### Work required
Once you find a line containing the word "branch" in the entries below, copy it.

### Exercise data
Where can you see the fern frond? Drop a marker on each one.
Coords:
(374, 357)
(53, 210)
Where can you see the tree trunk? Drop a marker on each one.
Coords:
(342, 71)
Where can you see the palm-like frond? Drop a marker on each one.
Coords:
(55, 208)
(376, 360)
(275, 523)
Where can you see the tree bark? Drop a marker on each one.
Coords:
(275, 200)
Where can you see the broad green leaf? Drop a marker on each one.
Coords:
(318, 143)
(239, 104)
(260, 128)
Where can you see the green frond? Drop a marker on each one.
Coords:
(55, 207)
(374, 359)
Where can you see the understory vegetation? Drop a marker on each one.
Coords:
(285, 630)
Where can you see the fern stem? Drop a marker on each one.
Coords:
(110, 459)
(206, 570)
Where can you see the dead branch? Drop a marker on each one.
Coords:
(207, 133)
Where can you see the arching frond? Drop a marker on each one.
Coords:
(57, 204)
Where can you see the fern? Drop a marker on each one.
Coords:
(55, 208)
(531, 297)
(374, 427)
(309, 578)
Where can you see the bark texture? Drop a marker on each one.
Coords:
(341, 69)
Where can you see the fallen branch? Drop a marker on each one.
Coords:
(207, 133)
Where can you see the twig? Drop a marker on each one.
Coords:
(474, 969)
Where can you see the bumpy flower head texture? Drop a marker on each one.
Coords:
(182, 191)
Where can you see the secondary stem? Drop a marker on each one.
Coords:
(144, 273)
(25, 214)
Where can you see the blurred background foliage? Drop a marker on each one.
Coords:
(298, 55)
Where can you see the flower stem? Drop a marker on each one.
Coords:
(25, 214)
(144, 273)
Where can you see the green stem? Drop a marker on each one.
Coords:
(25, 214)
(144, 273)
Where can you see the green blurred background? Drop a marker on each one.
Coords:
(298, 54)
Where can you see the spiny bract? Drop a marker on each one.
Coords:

### Answer to this exercise
Where can you see the dead branch? Drop a marker on each one.
Where can you see the fallen branch? Drop a marker on each one.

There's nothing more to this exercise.